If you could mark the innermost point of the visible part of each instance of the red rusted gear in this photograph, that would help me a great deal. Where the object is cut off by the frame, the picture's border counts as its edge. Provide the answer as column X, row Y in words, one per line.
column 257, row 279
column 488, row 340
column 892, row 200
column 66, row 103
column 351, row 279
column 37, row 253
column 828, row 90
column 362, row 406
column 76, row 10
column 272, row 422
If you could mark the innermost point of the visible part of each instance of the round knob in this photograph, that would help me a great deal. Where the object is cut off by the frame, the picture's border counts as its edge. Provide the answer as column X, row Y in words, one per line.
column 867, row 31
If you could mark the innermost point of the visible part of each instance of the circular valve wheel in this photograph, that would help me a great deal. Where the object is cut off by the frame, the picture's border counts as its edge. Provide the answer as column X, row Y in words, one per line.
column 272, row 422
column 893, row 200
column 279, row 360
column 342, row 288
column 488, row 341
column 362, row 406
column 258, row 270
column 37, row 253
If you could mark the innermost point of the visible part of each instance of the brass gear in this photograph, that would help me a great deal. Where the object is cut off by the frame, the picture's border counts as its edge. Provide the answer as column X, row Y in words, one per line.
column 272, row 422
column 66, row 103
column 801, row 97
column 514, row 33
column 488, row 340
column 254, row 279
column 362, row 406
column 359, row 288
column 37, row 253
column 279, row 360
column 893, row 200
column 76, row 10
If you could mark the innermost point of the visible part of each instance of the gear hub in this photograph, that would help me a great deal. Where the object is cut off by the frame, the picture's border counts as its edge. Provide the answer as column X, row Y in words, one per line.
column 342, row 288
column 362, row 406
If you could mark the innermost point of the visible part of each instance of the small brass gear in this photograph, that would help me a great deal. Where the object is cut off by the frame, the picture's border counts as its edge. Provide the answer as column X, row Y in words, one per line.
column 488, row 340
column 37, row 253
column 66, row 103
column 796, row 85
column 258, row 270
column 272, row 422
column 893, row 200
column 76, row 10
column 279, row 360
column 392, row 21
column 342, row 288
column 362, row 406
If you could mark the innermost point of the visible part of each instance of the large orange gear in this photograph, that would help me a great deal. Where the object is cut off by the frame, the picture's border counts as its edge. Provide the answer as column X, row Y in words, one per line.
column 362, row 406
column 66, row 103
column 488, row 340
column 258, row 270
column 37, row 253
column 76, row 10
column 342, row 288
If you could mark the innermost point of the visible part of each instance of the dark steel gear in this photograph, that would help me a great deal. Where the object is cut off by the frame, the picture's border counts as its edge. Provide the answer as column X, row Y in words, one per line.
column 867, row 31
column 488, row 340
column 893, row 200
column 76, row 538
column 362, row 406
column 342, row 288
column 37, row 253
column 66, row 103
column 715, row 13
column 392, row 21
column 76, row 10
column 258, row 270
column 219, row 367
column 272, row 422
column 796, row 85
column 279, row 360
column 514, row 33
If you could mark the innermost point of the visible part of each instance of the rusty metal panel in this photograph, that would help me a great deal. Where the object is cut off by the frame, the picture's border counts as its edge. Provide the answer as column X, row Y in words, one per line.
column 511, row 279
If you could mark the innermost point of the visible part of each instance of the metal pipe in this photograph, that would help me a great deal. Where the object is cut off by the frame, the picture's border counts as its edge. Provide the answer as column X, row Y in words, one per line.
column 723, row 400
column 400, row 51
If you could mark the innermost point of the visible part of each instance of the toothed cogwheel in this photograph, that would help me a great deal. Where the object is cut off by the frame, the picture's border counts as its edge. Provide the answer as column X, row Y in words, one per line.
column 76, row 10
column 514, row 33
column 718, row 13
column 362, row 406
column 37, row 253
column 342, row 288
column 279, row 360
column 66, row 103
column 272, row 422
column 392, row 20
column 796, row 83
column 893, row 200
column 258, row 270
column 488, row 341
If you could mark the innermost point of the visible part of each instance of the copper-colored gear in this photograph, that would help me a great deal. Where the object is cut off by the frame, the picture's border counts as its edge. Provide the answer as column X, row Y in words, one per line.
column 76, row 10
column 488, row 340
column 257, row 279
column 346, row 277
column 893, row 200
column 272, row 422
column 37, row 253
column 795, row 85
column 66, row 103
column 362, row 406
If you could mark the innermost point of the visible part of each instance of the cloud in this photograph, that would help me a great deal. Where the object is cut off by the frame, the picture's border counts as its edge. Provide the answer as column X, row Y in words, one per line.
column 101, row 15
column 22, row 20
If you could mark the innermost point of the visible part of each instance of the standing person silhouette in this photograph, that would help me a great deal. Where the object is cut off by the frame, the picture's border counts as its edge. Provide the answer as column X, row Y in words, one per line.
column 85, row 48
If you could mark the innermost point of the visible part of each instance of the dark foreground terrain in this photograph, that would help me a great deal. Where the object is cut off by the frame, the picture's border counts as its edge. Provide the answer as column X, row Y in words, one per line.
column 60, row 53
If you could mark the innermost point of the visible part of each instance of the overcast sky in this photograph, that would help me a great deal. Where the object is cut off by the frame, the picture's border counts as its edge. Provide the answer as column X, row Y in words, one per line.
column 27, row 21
══════
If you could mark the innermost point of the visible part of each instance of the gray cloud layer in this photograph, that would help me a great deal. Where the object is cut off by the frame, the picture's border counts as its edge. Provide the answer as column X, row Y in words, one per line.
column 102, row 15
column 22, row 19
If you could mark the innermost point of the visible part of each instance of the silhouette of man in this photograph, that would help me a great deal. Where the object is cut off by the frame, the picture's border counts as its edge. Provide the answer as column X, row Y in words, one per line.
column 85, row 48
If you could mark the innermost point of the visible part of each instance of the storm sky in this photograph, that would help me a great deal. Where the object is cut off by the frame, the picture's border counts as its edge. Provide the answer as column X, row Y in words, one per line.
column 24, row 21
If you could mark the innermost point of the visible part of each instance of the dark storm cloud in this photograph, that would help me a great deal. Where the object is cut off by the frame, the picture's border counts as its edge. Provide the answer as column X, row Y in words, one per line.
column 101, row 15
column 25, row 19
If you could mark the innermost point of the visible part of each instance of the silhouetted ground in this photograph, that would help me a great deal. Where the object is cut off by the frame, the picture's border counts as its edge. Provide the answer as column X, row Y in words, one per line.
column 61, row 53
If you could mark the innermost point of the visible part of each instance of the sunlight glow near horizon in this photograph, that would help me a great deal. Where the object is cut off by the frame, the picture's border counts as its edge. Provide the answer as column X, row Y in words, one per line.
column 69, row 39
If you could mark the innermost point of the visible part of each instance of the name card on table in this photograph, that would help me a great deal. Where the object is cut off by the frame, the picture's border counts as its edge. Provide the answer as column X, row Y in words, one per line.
══════
* THE EXERCISE:
Copy out the rows above word for word, everything from the line containing "the dark storm" down to the line containing "column 25, row 19", with both of those lines included.

* FULL ANSWER:
If you could mark the innermost point of the visible part of each instance of the dark storm cloud in this photograph, that would help me a great deal. Where the object is cut off by the frame, the picture's border counts as its edge. Provide the answer as column X, row Y in words, one per line.
column 101, row 15
column 25, row 19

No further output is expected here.